ASSIGNED TASK 1
Copy the portion of the dehydration text below word for word, between "I know what" and "absorb the fluid.", inclusive.
ASSIGNED TASK 2
Extend the dehydration text below, picking up right after its final sentence.

TEXT FOR ANALYSIS
========================================

I know what you may be thinking. Isn’t drinking water a good “homemade” cure for dehydration?
For moderate dehydration, that’s true. But for more serious cases of dehydration, cases where the body has been significantly starved of the precious fluid or when the dehydration is brought about by vomiting or diarrhea, simply drinking water may not be enough. You’ve got to help the body absorb the fluid.
Spoiler alert: the cure is not a sports drink.
A Dehydration Refresher
Severe dehydration can be life-threatening. I wrote about recognizing the signs of dehydration in a prior post. To briefly recap, moderate dehydration can cause dizziness, dry mouth, headaches, and lethargy. More serious dehydration is marked by sunken eyes, little to no urine output, a lack of sweating in hot environments, irritability, and even coma or death.
In either case of dehydration, it’s critically important to get the much needed fluids back into the system.

========================================

AVAILABLE DATA

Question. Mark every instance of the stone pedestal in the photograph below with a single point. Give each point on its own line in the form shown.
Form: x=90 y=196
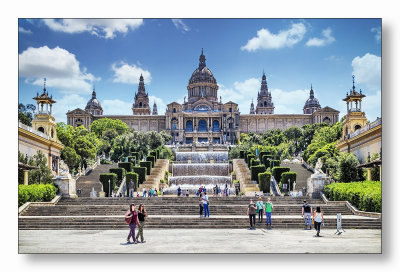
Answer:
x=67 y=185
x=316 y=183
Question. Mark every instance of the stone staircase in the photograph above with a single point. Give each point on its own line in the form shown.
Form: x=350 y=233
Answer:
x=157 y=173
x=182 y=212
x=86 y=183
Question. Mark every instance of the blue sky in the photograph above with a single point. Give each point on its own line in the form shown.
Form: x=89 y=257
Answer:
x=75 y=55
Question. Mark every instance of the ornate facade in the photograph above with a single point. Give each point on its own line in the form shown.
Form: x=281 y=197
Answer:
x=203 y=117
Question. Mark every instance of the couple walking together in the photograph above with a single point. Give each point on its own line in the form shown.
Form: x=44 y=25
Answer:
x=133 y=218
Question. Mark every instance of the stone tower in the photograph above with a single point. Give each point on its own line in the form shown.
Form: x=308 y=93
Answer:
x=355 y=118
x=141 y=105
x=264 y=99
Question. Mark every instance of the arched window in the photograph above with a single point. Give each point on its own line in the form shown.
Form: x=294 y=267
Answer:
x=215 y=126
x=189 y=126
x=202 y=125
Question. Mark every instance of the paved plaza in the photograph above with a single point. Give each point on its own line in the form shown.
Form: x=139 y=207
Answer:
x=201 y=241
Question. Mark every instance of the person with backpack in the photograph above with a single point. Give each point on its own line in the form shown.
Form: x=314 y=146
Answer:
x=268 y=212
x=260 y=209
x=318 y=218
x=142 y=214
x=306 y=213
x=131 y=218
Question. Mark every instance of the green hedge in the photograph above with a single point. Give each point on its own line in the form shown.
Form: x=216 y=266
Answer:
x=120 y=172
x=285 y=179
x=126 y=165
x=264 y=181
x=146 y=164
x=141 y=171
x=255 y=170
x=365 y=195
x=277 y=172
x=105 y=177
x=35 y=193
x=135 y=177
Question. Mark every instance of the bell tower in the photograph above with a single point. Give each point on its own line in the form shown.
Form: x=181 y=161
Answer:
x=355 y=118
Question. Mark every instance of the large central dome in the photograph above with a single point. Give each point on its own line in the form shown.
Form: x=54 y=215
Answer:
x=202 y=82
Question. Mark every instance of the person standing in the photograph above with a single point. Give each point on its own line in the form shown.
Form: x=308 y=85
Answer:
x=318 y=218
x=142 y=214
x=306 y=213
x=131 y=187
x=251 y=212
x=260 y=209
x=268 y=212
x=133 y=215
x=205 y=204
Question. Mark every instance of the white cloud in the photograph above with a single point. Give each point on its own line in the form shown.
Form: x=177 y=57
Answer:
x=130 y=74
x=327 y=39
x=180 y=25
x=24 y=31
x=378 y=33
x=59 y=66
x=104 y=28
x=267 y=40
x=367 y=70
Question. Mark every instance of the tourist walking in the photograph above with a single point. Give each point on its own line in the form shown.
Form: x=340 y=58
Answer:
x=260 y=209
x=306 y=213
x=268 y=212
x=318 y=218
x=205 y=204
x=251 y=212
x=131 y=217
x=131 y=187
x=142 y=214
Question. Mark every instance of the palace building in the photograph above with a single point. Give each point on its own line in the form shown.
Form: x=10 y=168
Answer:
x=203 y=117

========================================

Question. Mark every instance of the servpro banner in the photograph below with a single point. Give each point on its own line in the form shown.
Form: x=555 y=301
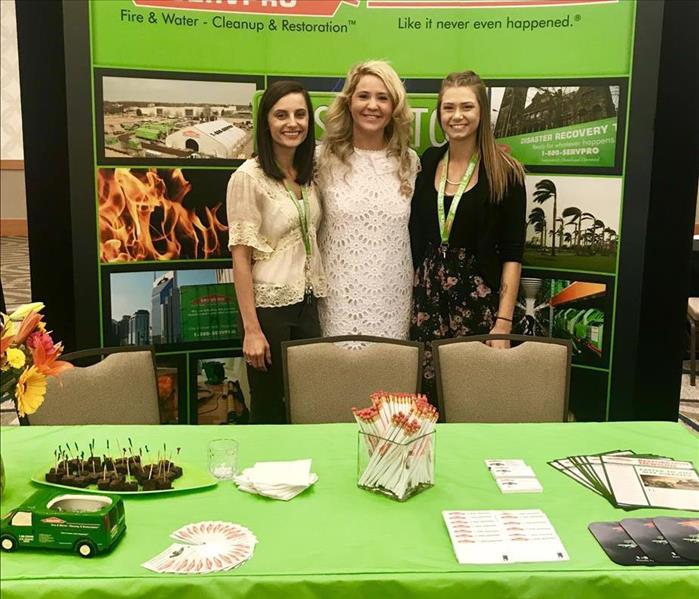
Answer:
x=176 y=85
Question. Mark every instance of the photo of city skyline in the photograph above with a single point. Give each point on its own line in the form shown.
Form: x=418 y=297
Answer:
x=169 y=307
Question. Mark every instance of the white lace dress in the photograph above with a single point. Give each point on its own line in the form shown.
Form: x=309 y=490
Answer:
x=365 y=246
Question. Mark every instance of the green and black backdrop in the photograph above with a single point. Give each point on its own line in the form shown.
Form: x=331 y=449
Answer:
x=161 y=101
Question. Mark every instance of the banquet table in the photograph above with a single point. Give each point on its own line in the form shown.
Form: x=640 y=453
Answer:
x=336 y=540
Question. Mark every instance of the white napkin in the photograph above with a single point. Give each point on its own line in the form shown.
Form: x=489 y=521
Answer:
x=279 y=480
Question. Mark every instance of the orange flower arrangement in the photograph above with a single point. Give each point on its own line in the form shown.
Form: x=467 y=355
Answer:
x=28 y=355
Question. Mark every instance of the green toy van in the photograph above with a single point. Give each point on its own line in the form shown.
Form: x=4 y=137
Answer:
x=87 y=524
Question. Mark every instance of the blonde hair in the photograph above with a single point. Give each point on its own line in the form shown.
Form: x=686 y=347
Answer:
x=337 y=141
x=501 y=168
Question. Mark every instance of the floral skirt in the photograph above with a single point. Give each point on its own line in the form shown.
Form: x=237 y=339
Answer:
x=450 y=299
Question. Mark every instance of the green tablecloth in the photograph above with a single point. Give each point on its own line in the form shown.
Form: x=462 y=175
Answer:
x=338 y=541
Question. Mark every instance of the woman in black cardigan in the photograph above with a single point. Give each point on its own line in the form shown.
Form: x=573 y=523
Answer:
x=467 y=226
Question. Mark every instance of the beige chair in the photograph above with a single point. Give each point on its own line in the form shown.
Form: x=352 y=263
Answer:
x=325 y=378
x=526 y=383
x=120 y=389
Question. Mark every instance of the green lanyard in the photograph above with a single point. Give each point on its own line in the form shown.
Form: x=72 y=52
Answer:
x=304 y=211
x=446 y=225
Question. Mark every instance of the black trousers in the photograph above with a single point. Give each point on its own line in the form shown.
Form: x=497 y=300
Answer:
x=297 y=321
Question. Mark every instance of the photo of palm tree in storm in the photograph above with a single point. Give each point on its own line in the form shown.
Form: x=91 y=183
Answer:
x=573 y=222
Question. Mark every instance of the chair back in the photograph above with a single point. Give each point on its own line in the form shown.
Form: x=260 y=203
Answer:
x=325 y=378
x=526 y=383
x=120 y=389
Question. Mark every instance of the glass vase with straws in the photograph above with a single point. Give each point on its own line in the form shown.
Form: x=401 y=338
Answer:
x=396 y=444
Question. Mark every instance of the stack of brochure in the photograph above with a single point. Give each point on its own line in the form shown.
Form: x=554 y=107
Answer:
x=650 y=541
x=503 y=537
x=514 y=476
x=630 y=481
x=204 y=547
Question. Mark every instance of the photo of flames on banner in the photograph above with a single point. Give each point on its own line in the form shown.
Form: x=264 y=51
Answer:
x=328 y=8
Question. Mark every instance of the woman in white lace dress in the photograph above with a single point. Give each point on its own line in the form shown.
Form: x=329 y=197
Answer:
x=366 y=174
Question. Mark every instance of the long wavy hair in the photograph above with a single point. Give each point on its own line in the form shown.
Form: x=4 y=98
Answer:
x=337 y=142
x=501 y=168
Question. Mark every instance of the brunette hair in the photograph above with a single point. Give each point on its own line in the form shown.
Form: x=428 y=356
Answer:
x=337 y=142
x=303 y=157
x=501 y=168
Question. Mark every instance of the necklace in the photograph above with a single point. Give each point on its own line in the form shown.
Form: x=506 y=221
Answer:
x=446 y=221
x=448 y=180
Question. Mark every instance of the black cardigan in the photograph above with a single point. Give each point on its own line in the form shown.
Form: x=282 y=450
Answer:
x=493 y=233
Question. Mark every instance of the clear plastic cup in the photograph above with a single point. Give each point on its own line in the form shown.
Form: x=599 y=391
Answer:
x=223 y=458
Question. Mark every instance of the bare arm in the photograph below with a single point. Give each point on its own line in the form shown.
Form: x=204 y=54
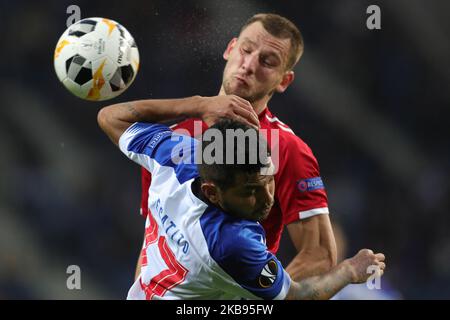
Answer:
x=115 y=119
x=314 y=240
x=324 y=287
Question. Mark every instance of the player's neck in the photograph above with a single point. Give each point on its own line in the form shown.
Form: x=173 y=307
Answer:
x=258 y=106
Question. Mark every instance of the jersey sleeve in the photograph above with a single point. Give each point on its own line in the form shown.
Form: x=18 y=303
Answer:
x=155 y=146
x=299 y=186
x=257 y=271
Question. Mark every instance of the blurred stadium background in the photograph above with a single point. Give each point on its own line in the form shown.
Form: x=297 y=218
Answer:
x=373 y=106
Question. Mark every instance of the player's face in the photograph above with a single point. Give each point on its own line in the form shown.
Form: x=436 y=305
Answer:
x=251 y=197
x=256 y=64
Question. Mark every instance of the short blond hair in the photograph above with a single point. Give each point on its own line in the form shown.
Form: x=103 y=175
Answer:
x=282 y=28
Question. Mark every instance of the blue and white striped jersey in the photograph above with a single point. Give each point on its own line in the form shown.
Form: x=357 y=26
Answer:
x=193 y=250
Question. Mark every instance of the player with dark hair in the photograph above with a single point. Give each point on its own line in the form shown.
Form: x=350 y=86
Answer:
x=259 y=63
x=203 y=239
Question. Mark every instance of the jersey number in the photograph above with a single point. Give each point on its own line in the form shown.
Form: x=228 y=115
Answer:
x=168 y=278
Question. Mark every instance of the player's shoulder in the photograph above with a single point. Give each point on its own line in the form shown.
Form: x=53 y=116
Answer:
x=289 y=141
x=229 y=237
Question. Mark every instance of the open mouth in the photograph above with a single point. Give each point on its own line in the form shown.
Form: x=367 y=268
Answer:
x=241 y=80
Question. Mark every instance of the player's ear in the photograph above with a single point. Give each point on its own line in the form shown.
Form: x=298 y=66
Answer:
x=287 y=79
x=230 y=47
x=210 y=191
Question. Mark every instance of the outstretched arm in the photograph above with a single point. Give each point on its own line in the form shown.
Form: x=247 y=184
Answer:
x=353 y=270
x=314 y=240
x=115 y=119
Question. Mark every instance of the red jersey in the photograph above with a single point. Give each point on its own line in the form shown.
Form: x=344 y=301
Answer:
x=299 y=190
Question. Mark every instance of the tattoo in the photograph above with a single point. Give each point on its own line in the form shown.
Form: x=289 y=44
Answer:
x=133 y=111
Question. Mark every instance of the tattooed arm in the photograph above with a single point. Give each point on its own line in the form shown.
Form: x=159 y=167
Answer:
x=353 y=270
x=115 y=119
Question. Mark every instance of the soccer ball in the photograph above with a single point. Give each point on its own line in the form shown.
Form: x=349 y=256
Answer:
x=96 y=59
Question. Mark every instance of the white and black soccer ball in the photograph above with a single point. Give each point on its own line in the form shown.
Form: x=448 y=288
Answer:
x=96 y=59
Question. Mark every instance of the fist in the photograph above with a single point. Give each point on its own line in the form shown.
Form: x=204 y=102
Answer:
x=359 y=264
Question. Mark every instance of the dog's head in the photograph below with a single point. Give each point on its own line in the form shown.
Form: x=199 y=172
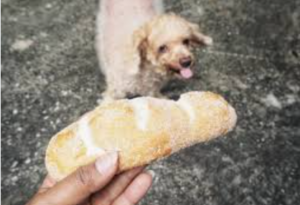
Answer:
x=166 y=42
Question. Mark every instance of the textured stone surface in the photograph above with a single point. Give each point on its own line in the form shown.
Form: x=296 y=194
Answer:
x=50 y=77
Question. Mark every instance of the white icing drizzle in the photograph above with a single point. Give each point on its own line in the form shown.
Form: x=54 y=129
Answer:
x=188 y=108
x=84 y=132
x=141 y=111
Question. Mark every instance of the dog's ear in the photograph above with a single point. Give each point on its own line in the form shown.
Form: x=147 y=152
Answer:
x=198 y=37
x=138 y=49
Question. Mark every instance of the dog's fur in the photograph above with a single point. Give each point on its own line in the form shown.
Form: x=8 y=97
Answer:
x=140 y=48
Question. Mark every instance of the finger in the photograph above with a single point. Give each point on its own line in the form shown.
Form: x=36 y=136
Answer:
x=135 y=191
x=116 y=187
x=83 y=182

========================================

EXERCISE OUTPUT 1
I know what you may be thinking. Isn’t drinking water a good “homemade” cure for dehydration?
For moderate dehydration, that’s true. But for more serious cases of dehydration, cases where the body has been significantly starved of the precious fluid or when the dehydration is brought about by vomiting or diarrhea, simply drinking water may not be enough. You’ve got to help the body absorb the fluid.

EXERCISE OUTPUT 2
Getting Water into Your System
As we consume water, it’s absorbed in the intestines. Under normal circumstances, this process works well. However, in cases of severe dehydration, particularly cases caused by diarrhea, the intestines cannot absorb water as effectively or as quickly as the body needs it.
Water absorption rates can be increased when it contains small amounts of salts, making it osmotically compatible with that of the body’s blood. Additionally, the intestines have a “sodium-glucose cotransporter” protein. This protein helps the body absorb salts more effectively when in the presence of sugar.
The appropriate mixture of salt, sugar, and water increases the body’s ability to absorb water and rehydrate itself. This is vitally important in cases of dehydration that stems from diarrhea, when the water is moving through the system too quickly to be effectively absorbed.
A Rehydration Solution Recipe
Many people falsely believe that sports drinks contain a good mixture of the salts and minerals needed to absorb water. That’s not true. While the drinks can help replenish the body of electrolytes and other nutrients needed after a period physical activities, they are not designed to increase water absorption.
Most sports drinks are designed less for athletes and more for the marketplace where people have a proclivity for sweets. The drinks are far too high in sugar content to make for a good rehydration solution. According to some calculations, sports drinks can actually worsen dehydration due to their sugar content.
It’s better to turn to a couple of common household items for rehydration – salt and sugar.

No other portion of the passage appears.